▶ **Stated goal**
Print all of the data exactly.

Pointing records:
○ ○ ○ ○ ○ ○ ○

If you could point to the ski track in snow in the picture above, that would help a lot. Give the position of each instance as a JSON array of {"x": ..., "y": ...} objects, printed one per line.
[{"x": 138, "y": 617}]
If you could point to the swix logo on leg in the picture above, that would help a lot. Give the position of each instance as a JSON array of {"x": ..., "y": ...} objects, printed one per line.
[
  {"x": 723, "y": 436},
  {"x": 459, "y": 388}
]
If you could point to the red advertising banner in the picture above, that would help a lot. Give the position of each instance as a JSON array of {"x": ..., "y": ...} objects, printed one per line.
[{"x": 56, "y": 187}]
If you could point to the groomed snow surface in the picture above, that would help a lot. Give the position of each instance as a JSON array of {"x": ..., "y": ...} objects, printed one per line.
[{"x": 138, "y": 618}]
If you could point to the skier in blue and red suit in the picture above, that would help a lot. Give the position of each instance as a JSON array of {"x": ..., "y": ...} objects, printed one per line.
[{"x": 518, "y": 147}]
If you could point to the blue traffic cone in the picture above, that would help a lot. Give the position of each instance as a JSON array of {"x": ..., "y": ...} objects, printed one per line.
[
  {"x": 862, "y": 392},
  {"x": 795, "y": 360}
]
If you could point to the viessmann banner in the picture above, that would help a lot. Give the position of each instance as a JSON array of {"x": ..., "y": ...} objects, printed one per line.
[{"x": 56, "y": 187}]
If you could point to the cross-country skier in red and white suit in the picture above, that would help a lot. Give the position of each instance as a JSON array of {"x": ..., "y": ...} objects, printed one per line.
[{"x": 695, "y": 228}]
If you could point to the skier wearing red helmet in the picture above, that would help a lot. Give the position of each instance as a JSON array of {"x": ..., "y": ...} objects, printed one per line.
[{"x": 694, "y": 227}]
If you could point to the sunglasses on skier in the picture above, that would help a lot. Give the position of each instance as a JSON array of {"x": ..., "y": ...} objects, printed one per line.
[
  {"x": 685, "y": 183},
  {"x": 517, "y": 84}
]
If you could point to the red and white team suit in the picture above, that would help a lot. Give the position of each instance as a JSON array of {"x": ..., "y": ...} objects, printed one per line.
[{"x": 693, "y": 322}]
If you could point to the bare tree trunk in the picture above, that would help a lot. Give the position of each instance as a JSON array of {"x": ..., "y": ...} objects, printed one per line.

○ ○ ○ ○ ○ ○ ○

▶ **Solution for this exercise**
If you could point to the ski track in snow in the picture above, that would help a lot. Give the position of each instance as a JSON array of {"x": ..., "y": ...} objects, printed one per line.
[{"x": 138, "y": 617}]
If you could point to the swix logo on leg in the picture above, that would help a lot. Give the position of each instance as a JSON array of {"x": ..., "y": ...} objects, printed one per line.
[
  {"x": 723, "y": 436},
  {"x": 459, "y": 388}
]
If you could point to the red advertising banner in the picture above, that would help a lot. Give the position of each instance as a JSON array of {"x": ..., "y": ...} objects, printed one per line.
[{"x": 56, "y": 187}]
If you could point to the groomed snow surface in the picture above, that would help a lot. Give the position of each instance as a JSON array of {"x": ..., "y": ...} objects, printed one per line.
[{"x": 138, "y": 618}]
If you could point to the skier in blue and red suit in the picture above, that would help a lot. Give the position of each instance as a JSON array of {"x": ..., "y": ...} objects, printed one per line.
[{"x": 518, "y": 147}]
If you could point to the blue traffic cone in the picture above, that would help a lot. Give the position of each instance as a JSON array of {"x": ..., "y": ...} objects, printed one per line.
[
  {"x": 862, "y": 392},
  {"x": 795, "y": 360}
]
If you could point to the viessmann banner in the picture above, that would help a lot. Give the position of each instance as a JSON array of {"x": ..., "y": ...} objects, printed one per line.
[{"x": 56, "y": 187}]
If you could point to the cross-country skier in red and white suit in the picture above, that would help a lot. Give the position of each instance as a JSON array of {"x": ..., "y": ...} objects, printed one per line.
[{"x": 695, "y": 228}]
If you could point to the skier wearing red helmet in the picture above, that would help a lot. Give the position of each instance as a JSON array of {"x": ..., "y": ...} objects, printed one per line.
[{"x": 694, "y": 227}]
If you could point to the sunglasses on skier in the picture above, that would help a lot. Give the position of each instance as a JSON array of {"x": ..., "y": ...} objects, printed one per line.
[
  {"x": 685, "y": 183},
  {"x": 517, "y": 84}
]
If you could point to the red and white team suit in the picture above, that would help a lot. Give the position of each instance as a JSON array of {"x": ..., "y": ...} objects, printed one per line.
[{"x": 693, "y": 322}]
If you could point to the bare tree trunk in the picture above, that would help a lot. Give the position of each instance as a JSON array of {"x": ..., "y": ...} objects, printed one per line.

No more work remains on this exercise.